Please list each line in the listing below that contains the word "block".
** begin **
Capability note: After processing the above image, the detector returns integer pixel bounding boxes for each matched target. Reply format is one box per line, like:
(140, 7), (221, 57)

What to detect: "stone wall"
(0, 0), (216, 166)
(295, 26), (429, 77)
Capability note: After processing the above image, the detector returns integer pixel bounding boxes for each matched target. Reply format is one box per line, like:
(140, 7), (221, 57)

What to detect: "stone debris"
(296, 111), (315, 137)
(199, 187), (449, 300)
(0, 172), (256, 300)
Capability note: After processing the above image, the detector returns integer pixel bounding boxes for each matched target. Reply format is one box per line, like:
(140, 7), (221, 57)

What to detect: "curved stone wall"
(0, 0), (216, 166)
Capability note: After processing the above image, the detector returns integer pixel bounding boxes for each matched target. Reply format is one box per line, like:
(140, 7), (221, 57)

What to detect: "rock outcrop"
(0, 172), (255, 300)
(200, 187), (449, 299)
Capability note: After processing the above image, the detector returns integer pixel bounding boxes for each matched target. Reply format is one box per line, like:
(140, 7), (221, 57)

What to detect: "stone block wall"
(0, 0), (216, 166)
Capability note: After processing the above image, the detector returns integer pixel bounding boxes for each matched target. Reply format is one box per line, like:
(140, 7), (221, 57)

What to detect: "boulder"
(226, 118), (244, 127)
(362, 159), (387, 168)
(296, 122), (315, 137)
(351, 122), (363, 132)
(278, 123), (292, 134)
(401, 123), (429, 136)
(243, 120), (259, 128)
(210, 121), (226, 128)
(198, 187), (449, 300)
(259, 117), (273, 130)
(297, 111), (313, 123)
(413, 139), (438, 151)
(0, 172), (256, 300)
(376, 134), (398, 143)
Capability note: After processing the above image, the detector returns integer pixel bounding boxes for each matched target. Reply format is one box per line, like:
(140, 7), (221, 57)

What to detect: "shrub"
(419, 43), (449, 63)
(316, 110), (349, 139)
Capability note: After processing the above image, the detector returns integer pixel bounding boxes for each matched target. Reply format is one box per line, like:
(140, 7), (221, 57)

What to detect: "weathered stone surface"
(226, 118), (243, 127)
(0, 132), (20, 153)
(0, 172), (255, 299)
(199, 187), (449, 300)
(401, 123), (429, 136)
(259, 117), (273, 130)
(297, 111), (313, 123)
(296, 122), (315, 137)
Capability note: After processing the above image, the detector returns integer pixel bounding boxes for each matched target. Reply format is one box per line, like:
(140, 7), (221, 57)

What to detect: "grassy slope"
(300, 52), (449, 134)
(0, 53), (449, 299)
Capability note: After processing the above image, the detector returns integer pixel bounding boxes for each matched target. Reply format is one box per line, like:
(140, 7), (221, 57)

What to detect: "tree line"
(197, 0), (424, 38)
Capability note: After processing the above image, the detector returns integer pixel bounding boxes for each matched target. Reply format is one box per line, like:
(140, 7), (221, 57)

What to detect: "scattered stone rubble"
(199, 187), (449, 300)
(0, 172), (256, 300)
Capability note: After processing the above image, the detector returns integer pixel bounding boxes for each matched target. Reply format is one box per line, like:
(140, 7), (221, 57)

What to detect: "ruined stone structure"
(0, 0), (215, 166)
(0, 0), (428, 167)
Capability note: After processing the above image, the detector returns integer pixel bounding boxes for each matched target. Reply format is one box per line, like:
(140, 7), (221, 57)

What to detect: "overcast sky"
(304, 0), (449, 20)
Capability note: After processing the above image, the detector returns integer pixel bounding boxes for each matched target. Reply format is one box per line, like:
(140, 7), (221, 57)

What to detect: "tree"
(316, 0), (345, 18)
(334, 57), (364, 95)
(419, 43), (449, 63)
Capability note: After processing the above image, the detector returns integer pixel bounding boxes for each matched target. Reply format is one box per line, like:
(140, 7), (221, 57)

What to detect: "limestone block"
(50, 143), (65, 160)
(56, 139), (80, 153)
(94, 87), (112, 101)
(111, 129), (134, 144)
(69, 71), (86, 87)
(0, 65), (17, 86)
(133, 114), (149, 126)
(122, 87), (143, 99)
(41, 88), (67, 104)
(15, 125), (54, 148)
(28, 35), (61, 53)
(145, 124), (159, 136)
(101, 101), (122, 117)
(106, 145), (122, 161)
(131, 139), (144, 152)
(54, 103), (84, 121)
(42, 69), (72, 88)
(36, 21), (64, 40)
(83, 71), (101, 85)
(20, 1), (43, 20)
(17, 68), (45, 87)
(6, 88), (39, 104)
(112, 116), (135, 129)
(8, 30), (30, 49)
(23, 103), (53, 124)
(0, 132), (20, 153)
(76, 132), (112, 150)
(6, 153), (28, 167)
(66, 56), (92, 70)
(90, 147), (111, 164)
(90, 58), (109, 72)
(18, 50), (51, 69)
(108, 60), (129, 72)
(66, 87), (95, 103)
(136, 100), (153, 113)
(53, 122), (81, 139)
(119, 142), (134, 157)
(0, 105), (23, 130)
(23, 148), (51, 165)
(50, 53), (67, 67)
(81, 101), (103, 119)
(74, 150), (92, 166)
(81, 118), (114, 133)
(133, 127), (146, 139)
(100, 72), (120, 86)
** end **
* **FINISHED EXERCISE**
What to detect: "stone block wall"
What to detect: "limestone block"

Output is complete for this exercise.